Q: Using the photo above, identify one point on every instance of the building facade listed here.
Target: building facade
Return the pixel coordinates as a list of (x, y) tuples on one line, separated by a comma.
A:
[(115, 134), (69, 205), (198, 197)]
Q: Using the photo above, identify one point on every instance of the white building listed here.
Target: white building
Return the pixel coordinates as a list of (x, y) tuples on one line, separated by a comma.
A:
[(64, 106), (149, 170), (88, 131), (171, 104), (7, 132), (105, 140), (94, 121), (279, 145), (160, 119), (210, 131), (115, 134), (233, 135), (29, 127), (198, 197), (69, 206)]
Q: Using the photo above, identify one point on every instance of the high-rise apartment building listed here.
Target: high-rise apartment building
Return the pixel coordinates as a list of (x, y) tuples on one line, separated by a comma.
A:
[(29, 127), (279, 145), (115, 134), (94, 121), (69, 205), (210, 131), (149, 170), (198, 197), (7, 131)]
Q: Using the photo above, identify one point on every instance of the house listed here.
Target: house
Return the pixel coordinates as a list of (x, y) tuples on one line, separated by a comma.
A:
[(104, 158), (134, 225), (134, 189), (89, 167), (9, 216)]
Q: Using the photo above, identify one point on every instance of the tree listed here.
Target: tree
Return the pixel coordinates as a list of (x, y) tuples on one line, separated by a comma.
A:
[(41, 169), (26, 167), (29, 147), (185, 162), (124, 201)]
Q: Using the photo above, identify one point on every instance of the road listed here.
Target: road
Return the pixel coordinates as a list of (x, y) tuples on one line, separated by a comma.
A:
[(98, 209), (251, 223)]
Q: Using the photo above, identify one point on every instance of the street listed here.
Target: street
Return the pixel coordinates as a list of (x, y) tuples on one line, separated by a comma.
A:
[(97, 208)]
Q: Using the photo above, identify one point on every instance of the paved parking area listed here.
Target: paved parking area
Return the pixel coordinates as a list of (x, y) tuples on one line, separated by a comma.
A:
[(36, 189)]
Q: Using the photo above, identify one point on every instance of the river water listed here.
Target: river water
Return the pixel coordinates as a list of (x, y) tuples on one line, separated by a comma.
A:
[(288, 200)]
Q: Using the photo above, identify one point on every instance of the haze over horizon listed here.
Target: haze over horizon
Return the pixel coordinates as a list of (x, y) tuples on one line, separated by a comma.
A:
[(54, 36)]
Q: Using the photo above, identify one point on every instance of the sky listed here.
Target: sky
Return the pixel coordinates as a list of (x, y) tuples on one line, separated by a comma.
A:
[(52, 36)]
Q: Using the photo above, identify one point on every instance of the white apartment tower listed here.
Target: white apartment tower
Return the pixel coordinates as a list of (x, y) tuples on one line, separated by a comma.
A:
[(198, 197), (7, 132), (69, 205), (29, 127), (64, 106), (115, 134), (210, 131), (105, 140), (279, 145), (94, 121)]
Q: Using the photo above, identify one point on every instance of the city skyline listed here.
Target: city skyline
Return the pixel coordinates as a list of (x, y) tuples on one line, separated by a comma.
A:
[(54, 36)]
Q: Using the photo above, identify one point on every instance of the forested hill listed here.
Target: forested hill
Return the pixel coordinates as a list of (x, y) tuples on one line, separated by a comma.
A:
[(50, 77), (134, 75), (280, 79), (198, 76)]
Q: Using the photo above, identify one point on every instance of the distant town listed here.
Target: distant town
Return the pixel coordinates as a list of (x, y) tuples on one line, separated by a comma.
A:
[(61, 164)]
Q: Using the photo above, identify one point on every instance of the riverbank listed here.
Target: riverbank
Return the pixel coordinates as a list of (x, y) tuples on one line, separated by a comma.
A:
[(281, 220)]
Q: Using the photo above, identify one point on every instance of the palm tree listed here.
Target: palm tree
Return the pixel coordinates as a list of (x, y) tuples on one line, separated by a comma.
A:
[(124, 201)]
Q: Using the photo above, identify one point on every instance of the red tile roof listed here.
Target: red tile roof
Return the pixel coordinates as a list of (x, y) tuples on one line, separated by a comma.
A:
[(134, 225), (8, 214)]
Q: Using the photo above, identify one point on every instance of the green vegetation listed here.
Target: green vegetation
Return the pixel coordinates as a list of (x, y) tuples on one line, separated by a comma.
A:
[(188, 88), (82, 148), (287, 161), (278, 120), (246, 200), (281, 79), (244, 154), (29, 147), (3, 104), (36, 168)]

⁂

• STATED EXERCISE: Please copy the records again from the line with "palm tree listed here." to the line with "[(134, 225), (8, 214)]", both included, keeping the requests unchanged and multiplying every coordinate in the answers by 1.7, rounded to whole numbers with halves going up. Return only those lines.

• OUTPUT FOR THIS TASK:
Q: Using the photo above, identify one point on every instance of the palm tree listed here.
Target: palm tree
Return the pixel coordinates as a list of (x, y) tuples on one line, separated by a comma.
A:
[(211, 342)]
Q: Using the photo above, identify one point on every instance of the red tile roof listed here.
Target: red tile roof
Return the pixel coordinates as a list of (x, y) tuples on one line, separated by a comma.
A:
[(228, 383), (14, 364)]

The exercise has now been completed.